[Object location annotation data]
>>

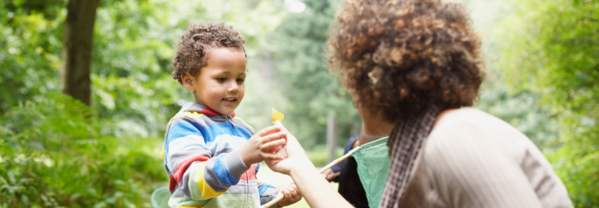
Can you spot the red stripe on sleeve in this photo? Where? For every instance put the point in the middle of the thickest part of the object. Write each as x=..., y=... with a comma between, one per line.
x=180, y=171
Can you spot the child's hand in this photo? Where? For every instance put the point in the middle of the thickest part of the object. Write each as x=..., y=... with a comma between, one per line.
x=291, y=194
x=263, y=145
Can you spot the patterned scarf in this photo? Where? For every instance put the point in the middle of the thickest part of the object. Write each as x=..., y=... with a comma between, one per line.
x=405, y=143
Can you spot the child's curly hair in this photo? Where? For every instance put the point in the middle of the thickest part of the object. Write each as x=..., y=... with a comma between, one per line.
x=402, y=56
x=195, y=44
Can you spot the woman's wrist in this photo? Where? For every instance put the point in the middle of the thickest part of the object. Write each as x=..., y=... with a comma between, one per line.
x=302, y=166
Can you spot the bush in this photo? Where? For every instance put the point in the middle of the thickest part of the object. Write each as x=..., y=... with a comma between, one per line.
x=52, y=155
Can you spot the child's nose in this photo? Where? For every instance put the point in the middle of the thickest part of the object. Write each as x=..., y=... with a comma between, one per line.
x=234, y=87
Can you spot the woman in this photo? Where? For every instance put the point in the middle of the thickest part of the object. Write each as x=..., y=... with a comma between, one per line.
x=413, y=67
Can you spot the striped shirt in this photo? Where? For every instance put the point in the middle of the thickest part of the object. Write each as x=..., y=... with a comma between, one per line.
x=202, y=160
x=473, y=159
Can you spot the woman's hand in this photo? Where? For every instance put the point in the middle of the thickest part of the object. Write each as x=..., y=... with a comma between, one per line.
x=289, y=155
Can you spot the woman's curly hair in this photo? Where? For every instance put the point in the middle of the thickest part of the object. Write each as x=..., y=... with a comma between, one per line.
x=403, y=56
x=197, y=41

<<

> Direction: In the records, from the start through the line that contains "x=180, y=171", swap "red stripe" for "blue stripe" and leave everything else as it is. Give only those lines, without the pictures.

> Answer to this task:
Can you spot the blue stripe on sleeve in this photo? Where? For every instance put the point in the middle of the thickest part of the object. Write each as x=..., y=... with a comma between, one per line.
x=180, y=171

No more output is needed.